Challenge >>
From the records below, extract each line that contains the word "gray".
== Task input ==
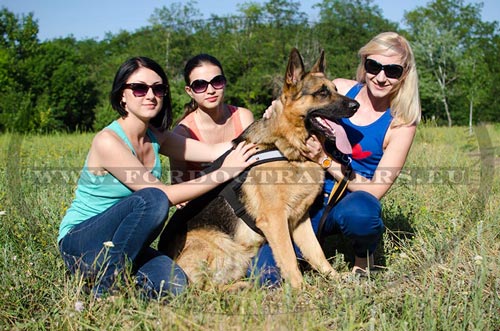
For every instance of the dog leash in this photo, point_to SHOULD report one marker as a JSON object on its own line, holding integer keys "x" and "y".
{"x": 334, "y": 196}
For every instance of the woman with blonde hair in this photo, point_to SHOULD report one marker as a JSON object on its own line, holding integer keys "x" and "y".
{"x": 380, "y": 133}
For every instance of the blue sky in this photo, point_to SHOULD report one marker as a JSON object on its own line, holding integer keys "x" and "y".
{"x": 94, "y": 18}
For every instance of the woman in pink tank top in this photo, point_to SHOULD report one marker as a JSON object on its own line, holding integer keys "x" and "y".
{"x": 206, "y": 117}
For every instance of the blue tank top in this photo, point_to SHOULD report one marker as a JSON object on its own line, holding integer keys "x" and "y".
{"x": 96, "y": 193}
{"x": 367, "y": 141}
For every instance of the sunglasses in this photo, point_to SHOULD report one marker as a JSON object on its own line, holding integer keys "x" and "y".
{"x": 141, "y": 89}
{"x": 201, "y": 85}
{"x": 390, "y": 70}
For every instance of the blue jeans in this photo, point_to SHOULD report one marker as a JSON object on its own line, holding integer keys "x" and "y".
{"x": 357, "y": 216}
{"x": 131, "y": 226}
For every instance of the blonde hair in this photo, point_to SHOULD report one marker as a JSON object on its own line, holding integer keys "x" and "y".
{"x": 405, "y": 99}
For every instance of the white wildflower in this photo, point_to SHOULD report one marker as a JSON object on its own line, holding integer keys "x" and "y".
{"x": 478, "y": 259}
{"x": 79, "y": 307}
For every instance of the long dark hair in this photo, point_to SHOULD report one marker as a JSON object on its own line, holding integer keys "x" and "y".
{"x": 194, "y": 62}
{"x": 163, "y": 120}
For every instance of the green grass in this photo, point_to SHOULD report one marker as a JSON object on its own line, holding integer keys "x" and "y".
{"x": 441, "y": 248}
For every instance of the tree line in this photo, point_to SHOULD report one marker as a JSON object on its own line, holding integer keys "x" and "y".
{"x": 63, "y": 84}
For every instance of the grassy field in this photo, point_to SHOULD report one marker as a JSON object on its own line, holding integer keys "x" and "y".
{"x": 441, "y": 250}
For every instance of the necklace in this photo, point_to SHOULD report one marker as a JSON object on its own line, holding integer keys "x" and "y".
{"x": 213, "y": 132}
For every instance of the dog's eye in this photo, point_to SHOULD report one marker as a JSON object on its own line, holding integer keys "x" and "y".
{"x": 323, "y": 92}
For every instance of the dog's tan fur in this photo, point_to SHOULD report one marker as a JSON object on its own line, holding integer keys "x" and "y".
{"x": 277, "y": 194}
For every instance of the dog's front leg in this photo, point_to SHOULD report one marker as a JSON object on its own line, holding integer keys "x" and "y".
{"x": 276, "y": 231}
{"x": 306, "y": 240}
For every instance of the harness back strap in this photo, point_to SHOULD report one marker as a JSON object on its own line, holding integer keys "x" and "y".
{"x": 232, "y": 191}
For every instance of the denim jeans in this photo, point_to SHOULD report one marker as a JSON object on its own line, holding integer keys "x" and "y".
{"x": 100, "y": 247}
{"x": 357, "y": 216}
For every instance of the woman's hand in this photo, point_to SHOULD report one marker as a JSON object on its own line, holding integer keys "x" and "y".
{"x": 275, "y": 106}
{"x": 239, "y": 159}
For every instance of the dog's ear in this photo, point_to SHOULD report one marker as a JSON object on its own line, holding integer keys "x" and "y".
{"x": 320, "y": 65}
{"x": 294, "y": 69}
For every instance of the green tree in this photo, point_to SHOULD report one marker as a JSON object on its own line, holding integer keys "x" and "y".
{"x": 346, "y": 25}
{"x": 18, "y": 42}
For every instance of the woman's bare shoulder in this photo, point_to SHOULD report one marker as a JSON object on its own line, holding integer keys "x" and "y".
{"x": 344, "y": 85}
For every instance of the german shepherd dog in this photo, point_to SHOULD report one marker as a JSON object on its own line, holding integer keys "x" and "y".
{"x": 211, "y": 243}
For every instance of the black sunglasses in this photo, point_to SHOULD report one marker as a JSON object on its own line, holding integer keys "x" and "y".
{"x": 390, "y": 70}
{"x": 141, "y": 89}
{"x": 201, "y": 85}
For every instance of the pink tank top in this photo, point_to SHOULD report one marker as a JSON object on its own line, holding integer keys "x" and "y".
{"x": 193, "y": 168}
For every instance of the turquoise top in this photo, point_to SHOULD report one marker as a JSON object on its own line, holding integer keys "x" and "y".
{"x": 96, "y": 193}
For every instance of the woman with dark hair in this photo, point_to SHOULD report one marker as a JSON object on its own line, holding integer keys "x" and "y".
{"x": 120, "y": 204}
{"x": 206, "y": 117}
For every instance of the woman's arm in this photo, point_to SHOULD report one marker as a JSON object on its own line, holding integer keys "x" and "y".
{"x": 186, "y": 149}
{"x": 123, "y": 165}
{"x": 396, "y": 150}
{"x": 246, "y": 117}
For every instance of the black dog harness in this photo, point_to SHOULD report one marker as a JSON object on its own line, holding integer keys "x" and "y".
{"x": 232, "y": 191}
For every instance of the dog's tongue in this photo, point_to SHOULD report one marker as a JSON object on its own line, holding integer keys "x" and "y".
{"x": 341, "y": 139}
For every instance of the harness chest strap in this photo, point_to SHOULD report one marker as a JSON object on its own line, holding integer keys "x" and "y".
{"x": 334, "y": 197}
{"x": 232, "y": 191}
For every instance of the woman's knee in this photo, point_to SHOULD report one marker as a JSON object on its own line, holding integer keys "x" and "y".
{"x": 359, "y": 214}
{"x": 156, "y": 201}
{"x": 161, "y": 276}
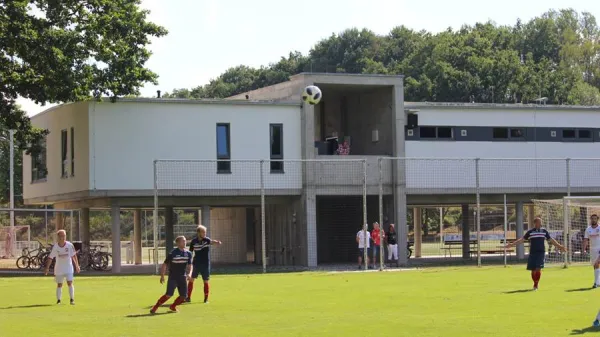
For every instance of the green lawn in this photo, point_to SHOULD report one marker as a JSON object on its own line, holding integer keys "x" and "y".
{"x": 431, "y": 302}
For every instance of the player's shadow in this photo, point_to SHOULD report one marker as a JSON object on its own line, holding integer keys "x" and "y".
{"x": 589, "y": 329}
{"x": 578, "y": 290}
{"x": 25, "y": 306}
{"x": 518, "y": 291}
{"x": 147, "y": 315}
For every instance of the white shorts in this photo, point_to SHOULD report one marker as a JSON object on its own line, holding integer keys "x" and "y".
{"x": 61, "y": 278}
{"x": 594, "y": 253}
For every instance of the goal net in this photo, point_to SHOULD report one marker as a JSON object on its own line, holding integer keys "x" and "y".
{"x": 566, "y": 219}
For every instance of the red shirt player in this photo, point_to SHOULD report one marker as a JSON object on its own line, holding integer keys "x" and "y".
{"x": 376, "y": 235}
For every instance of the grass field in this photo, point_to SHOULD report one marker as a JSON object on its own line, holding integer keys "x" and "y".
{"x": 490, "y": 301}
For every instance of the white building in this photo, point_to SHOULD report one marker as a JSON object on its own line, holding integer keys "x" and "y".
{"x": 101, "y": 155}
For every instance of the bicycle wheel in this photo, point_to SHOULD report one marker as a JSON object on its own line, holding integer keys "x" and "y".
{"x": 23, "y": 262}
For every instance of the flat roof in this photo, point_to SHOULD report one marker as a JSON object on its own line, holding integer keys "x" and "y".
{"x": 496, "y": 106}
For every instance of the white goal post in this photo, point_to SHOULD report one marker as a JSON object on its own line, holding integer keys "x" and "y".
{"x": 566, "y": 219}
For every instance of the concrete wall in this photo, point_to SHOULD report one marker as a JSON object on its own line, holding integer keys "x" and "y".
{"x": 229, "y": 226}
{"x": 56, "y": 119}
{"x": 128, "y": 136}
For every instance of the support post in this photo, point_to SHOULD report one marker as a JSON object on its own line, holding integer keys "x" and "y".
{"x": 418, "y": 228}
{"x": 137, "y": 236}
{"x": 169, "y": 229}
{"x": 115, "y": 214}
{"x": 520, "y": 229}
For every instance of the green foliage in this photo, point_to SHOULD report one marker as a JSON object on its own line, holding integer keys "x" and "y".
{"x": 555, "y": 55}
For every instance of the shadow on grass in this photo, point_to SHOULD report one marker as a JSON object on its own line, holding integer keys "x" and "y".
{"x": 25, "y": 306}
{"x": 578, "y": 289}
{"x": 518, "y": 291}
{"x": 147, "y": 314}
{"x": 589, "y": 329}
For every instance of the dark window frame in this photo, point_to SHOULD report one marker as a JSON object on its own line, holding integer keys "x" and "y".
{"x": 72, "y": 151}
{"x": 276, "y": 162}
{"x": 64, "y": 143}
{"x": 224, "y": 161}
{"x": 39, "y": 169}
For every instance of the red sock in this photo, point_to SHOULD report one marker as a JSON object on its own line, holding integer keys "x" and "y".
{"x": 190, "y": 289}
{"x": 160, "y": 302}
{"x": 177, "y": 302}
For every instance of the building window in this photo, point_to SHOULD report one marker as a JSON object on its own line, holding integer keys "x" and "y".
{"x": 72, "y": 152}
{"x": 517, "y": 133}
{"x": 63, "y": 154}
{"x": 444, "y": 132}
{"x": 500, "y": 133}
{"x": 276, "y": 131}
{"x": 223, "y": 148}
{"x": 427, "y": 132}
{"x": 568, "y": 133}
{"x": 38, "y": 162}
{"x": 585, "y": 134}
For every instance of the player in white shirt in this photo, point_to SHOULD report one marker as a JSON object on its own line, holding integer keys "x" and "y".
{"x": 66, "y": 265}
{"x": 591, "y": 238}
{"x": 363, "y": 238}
===
== Task input ==
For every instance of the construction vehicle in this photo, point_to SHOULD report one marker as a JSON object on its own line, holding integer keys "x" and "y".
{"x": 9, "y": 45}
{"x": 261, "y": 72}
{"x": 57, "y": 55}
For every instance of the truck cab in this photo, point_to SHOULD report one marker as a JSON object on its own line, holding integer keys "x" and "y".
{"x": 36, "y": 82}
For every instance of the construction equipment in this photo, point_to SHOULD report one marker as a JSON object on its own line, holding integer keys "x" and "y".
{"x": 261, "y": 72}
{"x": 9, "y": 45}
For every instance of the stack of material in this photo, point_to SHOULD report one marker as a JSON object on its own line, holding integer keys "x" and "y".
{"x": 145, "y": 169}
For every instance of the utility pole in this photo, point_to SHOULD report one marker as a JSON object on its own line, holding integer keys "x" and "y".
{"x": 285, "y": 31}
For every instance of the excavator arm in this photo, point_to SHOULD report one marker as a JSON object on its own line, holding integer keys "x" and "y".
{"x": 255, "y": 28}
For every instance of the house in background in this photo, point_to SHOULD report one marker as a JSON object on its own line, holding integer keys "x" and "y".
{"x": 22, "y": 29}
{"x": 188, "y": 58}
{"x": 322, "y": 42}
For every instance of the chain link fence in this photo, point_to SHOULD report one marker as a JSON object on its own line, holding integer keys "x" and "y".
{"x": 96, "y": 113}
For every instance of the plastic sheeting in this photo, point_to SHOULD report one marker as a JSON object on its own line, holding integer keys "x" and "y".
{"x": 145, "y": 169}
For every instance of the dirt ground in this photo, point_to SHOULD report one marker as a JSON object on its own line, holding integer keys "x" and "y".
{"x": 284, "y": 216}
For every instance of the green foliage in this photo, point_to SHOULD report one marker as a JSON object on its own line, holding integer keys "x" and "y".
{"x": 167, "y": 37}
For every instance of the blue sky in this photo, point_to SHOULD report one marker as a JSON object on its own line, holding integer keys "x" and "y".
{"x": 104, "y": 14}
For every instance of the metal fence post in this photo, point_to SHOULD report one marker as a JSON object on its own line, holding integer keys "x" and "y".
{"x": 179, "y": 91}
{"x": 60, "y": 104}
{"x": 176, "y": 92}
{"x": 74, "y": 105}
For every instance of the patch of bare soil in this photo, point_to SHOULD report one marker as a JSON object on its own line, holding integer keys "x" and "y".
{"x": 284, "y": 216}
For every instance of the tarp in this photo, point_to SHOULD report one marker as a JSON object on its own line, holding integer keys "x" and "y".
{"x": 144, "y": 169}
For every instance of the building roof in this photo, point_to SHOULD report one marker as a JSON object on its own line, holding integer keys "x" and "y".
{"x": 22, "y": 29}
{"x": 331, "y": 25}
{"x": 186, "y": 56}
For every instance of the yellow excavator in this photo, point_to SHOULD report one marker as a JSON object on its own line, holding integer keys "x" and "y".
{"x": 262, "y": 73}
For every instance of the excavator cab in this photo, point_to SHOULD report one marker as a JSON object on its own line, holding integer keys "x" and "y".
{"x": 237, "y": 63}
===
== Task input ==
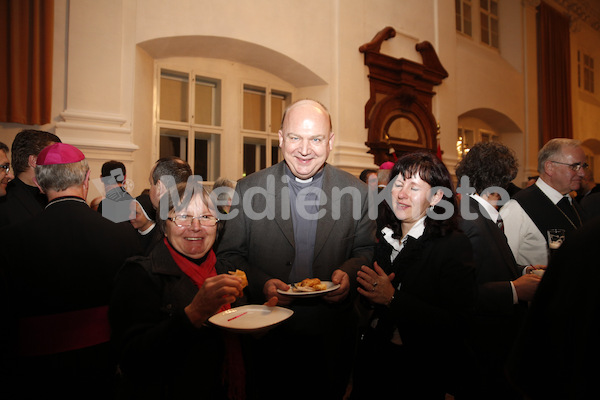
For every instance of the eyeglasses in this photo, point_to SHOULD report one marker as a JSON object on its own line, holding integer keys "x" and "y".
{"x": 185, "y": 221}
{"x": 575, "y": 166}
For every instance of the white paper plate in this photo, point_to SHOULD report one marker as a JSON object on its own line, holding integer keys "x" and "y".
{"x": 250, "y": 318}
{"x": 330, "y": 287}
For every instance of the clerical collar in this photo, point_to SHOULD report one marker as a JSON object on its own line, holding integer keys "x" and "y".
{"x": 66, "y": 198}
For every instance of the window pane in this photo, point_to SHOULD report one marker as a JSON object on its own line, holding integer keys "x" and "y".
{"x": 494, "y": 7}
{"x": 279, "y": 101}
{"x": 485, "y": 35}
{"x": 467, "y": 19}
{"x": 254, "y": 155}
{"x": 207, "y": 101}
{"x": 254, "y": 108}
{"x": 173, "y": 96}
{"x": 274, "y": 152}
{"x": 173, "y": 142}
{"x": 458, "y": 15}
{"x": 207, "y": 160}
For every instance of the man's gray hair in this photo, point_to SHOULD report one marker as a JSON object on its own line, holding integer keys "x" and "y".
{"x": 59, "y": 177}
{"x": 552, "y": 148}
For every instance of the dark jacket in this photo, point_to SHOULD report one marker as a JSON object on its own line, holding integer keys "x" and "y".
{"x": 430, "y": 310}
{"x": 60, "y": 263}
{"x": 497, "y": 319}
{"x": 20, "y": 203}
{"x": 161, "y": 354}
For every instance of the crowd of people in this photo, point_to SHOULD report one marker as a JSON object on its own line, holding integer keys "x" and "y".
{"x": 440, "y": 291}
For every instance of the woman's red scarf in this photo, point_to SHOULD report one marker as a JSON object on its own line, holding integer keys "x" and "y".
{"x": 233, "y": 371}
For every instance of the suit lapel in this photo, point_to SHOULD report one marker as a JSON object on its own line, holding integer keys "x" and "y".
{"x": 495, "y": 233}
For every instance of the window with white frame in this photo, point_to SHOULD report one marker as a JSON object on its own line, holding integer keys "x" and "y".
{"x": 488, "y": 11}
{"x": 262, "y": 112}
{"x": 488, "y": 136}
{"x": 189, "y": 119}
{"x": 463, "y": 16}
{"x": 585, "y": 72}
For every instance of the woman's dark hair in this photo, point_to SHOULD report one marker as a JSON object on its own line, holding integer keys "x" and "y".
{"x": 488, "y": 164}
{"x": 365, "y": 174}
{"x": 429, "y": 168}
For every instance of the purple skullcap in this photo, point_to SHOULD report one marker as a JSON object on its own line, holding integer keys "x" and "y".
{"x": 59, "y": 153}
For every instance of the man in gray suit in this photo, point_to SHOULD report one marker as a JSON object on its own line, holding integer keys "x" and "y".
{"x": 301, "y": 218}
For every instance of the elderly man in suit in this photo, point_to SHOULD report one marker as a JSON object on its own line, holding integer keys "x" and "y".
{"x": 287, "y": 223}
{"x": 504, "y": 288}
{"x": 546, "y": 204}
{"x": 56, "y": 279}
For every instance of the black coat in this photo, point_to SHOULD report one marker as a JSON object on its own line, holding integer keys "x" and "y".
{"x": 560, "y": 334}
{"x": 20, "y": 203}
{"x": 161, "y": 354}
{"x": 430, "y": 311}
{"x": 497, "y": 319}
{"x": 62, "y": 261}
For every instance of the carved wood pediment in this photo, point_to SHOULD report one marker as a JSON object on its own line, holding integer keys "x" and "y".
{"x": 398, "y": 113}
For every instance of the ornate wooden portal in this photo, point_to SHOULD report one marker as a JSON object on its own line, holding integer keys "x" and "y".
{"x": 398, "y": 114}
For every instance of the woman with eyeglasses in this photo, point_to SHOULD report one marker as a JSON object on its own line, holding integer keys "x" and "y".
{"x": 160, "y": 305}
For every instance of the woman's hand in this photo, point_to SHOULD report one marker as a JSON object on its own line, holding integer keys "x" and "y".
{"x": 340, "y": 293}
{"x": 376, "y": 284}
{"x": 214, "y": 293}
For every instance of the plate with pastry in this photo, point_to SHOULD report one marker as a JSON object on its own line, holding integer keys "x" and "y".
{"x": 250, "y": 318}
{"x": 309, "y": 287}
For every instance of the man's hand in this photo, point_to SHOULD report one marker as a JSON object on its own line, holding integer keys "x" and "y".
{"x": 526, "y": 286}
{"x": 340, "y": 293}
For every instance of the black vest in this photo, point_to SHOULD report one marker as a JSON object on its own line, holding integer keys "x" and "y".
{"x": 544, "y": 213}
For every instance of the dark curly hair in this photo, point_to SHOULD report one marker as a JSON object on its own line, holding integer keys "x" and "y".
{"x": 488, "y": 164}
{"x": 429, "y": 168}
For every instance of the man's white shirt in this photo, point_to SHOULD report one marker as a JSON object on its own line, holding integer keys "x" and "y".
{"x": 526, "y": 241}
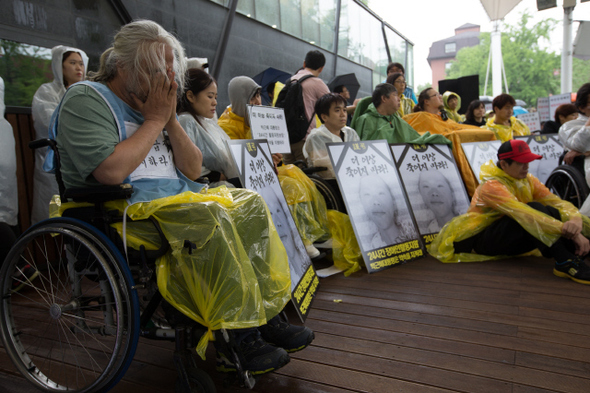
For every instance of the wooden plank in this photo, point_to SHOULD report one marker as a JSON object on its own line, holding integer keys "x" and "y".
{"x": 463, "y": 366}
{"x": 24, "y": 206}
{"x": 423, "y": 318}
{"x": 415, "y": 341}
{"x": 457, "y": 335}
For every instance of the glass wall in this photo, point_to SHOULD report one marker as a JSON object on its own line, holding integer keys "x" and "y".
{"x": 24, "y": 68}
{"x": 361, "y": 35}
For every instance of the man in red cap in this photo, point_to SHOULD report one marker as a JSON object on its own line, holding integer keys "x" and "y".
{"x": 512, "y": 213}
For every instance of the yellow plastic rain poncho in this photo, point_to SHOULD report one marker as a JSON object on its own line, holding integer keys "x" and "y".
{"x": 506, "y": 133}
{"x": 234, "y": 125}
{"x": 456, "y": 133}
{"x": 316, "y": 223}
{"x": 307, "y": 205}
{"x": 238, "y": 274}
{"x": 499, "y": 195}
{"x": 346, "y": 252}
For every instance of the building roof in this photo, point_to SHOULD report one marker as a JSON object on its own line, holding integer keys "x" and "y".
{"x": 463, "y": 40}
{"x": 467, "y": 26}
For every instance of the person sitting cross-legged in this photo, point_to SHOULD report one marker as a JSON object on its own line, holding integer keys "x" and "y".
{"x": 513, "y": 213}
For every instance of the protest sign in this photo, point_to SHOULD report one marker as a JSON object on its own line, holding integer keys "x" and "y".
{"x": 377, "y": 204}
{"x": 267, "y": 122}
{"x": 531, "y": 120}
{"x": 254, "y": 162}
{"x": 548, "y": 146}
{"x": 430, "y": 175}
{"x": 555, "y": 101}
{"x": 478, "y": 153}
===
Answer to this task >>
For every instance of the man's gray hair in this photo, point_to SHOULD report one marker as a JSON object on its own line, holding integer keys "x" and "y".
For every instance of the man in gray suit in this photo, point_to SHOULD report one marker as a JSON object on its own line, holding integer keys "x" and "y".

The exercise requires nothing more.